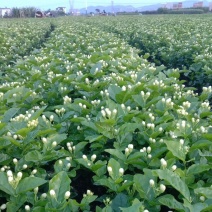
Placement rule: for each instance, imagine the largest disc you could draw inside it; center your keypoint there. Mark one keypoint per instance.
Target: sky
(52, 4)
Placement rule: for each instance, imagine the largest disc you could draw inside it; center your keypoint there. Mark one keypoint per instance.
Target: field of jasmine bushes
(96, 118)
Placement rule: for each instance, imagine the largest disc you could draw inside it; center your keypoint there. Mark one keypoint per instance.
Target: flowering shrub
(88, 125)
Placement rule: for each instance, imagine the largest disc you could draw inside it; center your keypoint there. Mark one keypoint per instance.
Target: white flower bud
(10, 179)
(67, 194)
(34, 171)
(19, 175)
(84, 157)
(109, 168)
(3, 207)
(151, 182)
(121, 171)
(181, 142)
(44, 195)
(68, 165)
(44, 140)
(202, 198)
(174, 167)
(148, 149)
(54, 144)
(15, 161)
(130, 146)
(25, 166)
(36, 190)
(163, 163)
(162, 187)
(9, 173)
(52, 193)
(51, 117)
(93, 157)
(27, 208)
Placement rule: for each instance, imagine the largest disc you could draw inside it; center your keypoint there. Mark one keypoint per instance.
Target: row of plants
(88, 125)
(19, 37)
(182, 42)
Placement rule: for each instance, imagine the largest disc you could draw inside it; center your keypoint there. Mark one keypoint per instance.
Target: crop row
(19, 37)
(87, 124)
(182, 42)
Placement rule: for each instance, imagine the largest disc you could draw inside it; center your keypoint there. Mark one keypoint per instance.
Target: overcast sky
(52, 4)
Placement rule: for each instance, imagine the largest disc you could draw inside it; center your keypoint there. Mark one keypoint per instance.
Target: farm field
(19, 37)
(86, 124)
(174, 41)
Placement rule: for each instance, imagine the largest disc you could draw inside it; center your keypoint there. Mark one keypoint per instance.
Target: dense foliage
(88, 125)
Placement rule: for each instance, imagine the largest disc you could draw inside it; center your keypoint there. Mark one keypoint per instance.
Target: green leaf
(115, 167)
(174, 147)
(36, 114)
(205, 191)
(136, 206)
(10, 114)
(4, 184)
(116, 153)
(207, 136)
(143, 187)
(175, 181)
(60, 183)
(33, 156)
(121, 200)
(198, 168)
(200, 144)
(169, 201)
(38, 209)
(4, 158)
(139, 100)
(28, 184)
(113, 91)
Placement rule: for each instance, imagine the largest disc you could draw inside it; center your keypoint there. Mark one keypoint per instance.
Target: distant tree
(15, 12)
(98, 10)
(162, 10)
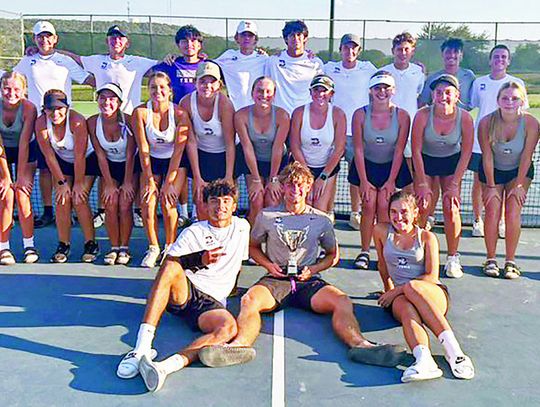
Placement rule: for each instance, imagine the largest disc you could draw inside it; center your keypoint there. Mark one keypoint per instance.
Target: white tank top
(209, 134)
(115, 150)
(317, 145)
(161, 142)
(65, 148)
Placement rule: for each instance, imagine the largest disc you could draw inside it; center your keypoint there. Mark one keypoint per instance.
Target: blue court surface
(64, 328)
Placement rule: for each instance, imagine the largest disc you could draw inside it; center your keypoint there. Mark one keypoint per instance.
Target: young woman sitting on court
(442, 141)
(17, 119)
(409, 268)
(161, 130)
(263, 129)
(380, 132)
(112, 138)
(63, 139)
(508, 138)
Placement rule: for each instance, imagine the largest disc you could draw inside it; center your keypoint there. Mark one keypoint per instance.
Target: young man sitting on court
(292, 234)
(194, 281)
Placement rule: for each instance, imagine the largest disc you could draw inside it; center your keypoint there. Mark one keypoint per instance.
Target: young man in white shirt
(409, 78)
(293, 69)
(242, 66)
(351, 78)
(194, 281)
(48, 69)
(484, 97)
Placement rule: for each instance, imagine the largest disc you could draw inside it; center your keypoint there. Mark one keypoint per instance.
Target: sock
(172, 364)
(47, 210)
(422, 354)
(145, 338)
(450, 344)
(28, 242)
(183, 211)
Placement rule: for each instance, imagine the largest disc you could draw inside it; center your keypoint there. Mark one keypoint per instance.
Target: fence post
(151, 35)
(226, 33)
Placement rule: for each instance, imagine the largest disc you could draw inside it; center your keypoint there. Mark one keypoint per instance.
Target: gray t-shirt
(465, 77)
(311, 229)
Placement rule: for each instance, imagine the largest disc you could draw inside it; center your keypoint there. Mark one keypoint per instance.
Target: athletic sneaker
(150, 257)
(62, 253)
(478, 228)
(137, 219)
(453, 267)
(91, 251)
(99, 219)
(354, 220)
(152, 373)
(502, 228)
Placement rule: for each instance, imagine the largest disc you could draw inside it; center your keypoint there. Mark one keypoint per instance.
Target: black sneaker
(91, 251)
(62, 253)
(43, 221)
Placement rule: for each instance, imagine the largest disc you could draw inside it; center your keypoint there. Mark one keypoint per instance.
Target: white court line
(278, 361)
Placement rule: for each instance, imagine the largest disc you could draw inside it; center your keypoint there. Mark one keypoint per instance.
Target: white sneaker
(153, 375)
(354, 220)
(502, 228)
(137, 220)
(478, 228)
(99, 220)
(453, 267)
(150, 258)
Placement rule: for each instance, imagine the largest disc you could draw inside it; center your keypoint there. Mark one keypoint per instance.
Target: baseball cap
(350, 38)
(247, 26)
(382, 79)
(113, 87)
(43, 26)
(208, 69)
(445, 78)
(322, 80)
(116, 30)
(52, 100)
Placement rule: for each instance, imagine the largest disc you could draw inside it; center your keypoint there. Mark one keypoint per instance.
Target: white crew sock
(172, 364)
(450, 344)
(183, 211)
(28, 242)
(422, 354)
(145, 338)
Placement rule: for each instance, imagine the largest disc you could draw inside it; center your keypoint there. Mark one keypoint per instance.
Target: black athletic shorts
(504, 177)
(440, 166)
(378, 174)
(12, 153)
(281, 290)
(197, 304)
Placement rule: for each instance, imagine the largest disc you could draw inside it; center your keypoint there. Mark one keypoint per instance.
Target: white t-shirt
(293, 77)
(55, 71)
(127, 72)
(484, 97)
(352, 86)
(217, 279)
(240, 72)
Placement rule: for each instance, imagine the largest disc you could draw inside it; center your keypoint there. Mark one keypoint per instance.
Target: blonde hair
(296, 173)
(496, 125)
(14, 75)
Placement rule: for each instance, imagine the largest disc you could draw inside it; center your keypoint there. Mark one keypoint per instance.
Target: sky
(417, 10)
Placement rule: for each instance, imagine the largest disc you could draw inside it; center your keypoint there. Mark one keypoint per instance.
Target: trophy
(293, 239)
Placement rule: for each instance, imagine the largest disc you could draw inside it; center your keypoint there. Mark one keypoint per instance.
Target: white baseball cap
(247, 26)
(43, 26)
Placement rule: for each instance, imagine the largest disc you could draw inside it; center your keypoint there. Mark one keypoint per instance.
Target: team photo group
(286, 123)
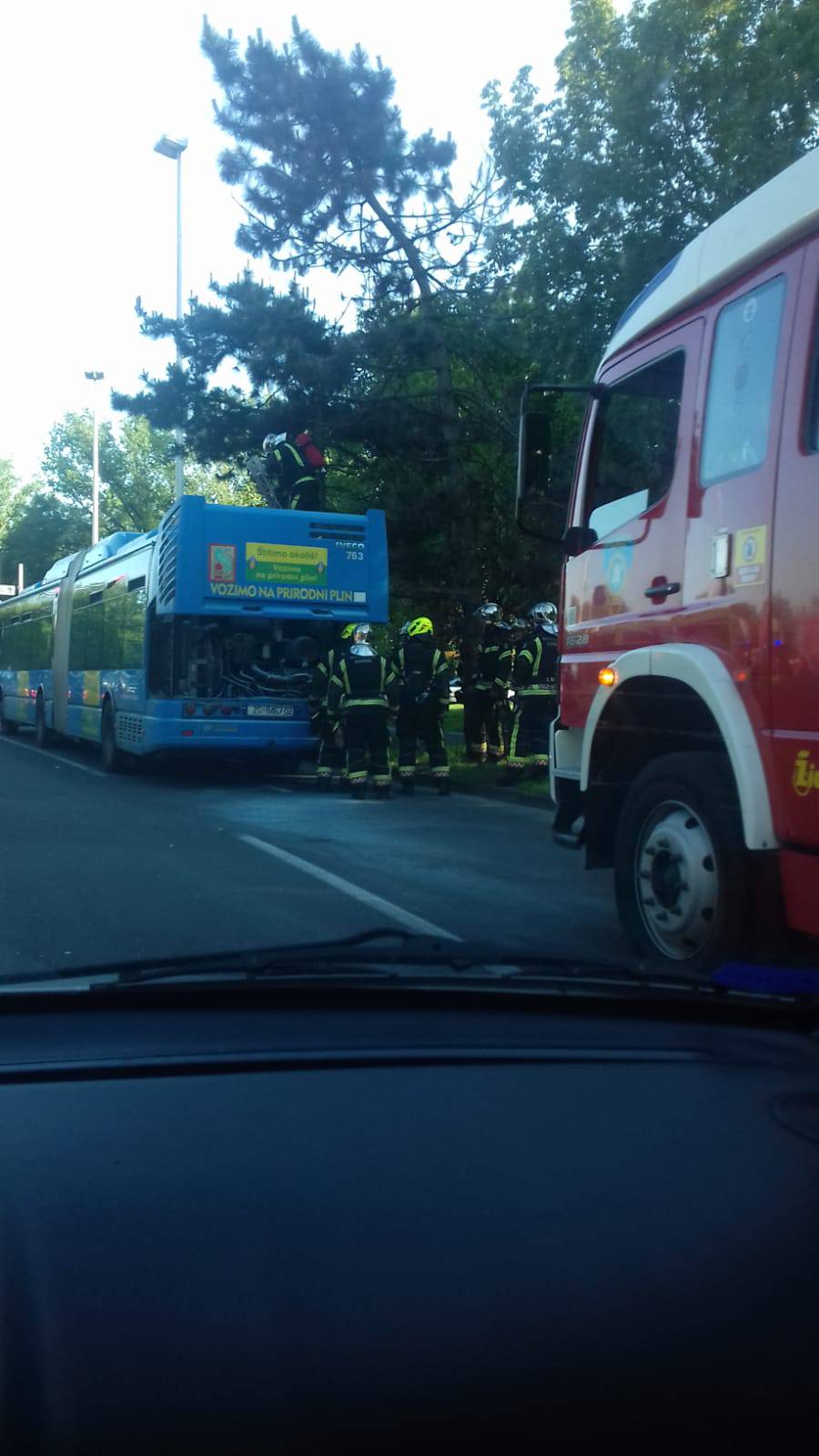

·····

■ BRIEF: Give the entries back verbatim and omit the images.

■ RESULT FOR THIS EXERCISE:
Placement rule: for each instance, imagine the largest disc you could draw inside it; center your keypoint there. Mark one keypoint per instance.
Target: sky
(52, 4)
Placement rule: for each instance, imagine the largest disc you could draw inside it; center your keypoint there. Mark one keypoint per instance.
Target: field of jasmine bushes
(96, 118)
Placement rule: for each instance, imagine the largest disc you could draw inside it; center your keypoint there. Mark one keypoint per instance.
Target: flowering shrub
(88, 125)
Placement rule: for each instance, imagine the largest disc you could draw inside it; center your keypoint there. Mark one keypoint per instance.
Target: white flower bud
(10, 179)
(67, 194)
(34, 171)
(19, 175)
(84, 157)
(109, 168)
(3, 207)
(151, 182)
(121, 171)
(181, 142)
(44, 195)
(68, 165)
(44, 140)
(202, 198)
(174, 167)
(148, 149)
(54, 144)
(15, 161)
(130, 146)
(25, 166)
(36, 190)
(163, 163)
(162, 187)
(9, 173)
(52, 193)
(51, 117)
(93, 157)
(27, 208)
Placement rule: for each instance, imagine the largest disc you could draw inside it; center your keypoint there. Mark one keypoint per instance.
Target: row of plants
(88, 125)
(19, 37)
(182, 42)
Placement rule: for each instance, imagine the largest disc you could draw inside it; center your keypoint there. Mark one keypoint per instance.
Target: crop row
(19, 37)
(87, 124)
(182, 42)
Placement rule: for each instance, imagine the largest disc you could draw inside it; center your keypoint there. Mark one keypoint per instance.
Target: overcast sky
(52, 4)
Placement rule: for each instance, imagine the largest disc you could draw inside it; center your keypoint there. Mark one keypoint per instance.
Target: farm field
(19, 37)
(86, 124)
(174, 41)
Placement rule: for each instance, imagine the largest disc you could draw inside it; center your keypoint there. Mark one keypoint per instance.
Target: dense foliage
(88, 125)
Placement rule: for each instance, imagine the largest disc you could draw inside it; center your keypoint there. Mark one keypoint per instance.
Target: green leaf
(115, 167)
(174, 147)
(36, 114)
(205, 191)
(136, 206)
(10, 114)
(4, 184)
(116, 153)
(207, 136)
(143, 187)
(175, 181)
(60, 183)
(33, 156)
(121, 200)
(198, 168)
(200, 144)
(169, 201)
(38, 209)
(4, 158)
(139, 100)
(28, 184)
(113, 91)
Placement rule: for each instance, imagine the largest disc you could draw inside it; center your keypoint there. Mark one keypoint per instance.
Target: distant tree
(15, 12)
(98, 10)
(162, 10)
Placement rule: for each instance, imagine the largest disc you could draw inside it; center your keypoint there. Mark one keypoint per instance.
Target: white tank top
(209, 134)
(115, 150)
(317, 145)
(161, 142)
(65, 148)
Placement rule: for each instance, imagine the largest disc you could draw inside it; center your keypoint there. Mark one keypoint per instance.
Target: blue court surface
(64, 328)
Placement rule: for each instance, imagine the largest disc you could draw inside it; center your keypoint there. Mark one keypoint per instance.
Target: young woman sitting on court
(442, 141)
(17, 119)
(409, 268)
(161, 130)
(263, 129)
(380, 132)
(112, 138)
(63, 139)
(508, 138)
Placement rule: for each instance, imagine the largest disc you could draw inside it; center your keypoint there. Mark one keypoint per instance.
Target: young man sitting on court
(292, 234)
(194, 281)
Placement rule: for each instance, imagine the largest disc you could draw inside it; center your keypoint there. Mark one keypoint per instance.
Target: young man in white shirt
(409, 78)
(293, 69)
(242, 66)
(351, 78)
(194, 281)
(48, 69)
(484, 97)
Placement rule: for each instance, imagine the largest disc you could draw inside it; center your keypoint there. Mark one keypoint per instance.
Target: sock
(172, 364)
(47, 210)
(422, 354)
(145, 338)
(450, 344)
(28, 242)
(183, 211)
Placement rule: for each instance, imagine the largest disc you could draw inside it; center your keypoint there. Mark one keypoint per instance.
Target: fence post
(151, 35)
(226, 33)
Placement rule: for each instance, imagine the largest disc you could draw inside it; center your keypoint there. Mark one keypoint per instance.
Target: gray t-shirt
(465, 77)
(311, 229)
Placement rule: for each instance, imagine the largest disc you could draw inside it; center your keypoint there. Mark one keypoint per instance.
Target: athletic sneaker
(150, 257)
(62, 253)
(478, 228)
(137, 219)
(453, 267)
(91, 251)
(99, 219)
(354, 220)
(152, 373)
(502, 228)
Placement rule: for each instance, imagine the largest disc you could draw inside it; center your keypoint there. Mark one keypoint per instance.
Target: black sneaker
(91, 251)
(62, 253)
(43, 221)
Placement rule: for each instance, imagine the largest disc you could draw inside it; center your keypoint there. Mark one keypoint per instance.
Target: white court line
(278, 361)
Placement rule: for each instance, imagine the largest disc you could draw inside it; center your keypoint there. Mark one keypoint per instance.
Target: white sneaker
(153, 375)
(354, 220)
(502, 228)
(137, 220)
(478, 228)
(99, 220)
(453, 267)
(150, 258)
Placement rule: for each instance, imagine the largest disc you could draw inside it; center your keypoint there. Mark one keypoint per instance.
Target: baseball cap
(350, 38)
(247, 26)
(382, 79)
(113, 87)
(43, 26)
(208, 69)
(445, 78)
(322, 80)
(116, 30)
(52, 100)
Placement rule: for each instance, imagine the largest disc you could draw inside it; center your keypoint there. Mark one keypoint per instance.
Target: white crew sock
(172, 364)
(450, 344)
(183, 211)
(28, 242)
(422, 354)
(145, 338)
Placement rule: for each instance, imagine the largest disc you could draw inside it; center your keypoint there. Mark one keypoint per instance.
Target: black athletic shorts
(504, 177)
(440, 166)
(378, 174)
(12, 153)
(281, 290)
(197, 304)
Placement rule: for each instance, imagine the largest disc you could draw inside it; center your keypoint there. Mark one keypoint per instance.
Target: white t-shirt
(293, 77)
(55, 71)
(127, 72)
(484, 97)
(352, 86)
(217, 279)
(240, 72)
Placement rule: for each instance, imagine the largest disc you could draw inside it; center your keypoint there. Mark one keypoint per instance.
Target: blonde hair
(296, 173)
(496, 125)
(14, 75)
Placement rule: for each instance, imagine the largest disc you could draw inside it; center your keypoint there. Mark one keypoint per instance.
Target: sky
(417, 10)
Placement rule: for each instance, imagine the largest disc you could draw inside it; center your keypoint there. Mark one keypoint per instance.
Target: trophy
(293, 239)
Placement rule: for each instance, imagine the largest disc you could draw inside it; center your keypoint there. Mark one keypoint per instance.
Target: white baseball cap
(247, 26)
(43, 26)
Placement rule: for each instance, imagine the largest disc you could draw inside it; center your keypoint there. Mark one keypoint per instance.
Target: team photo group
(286, 123)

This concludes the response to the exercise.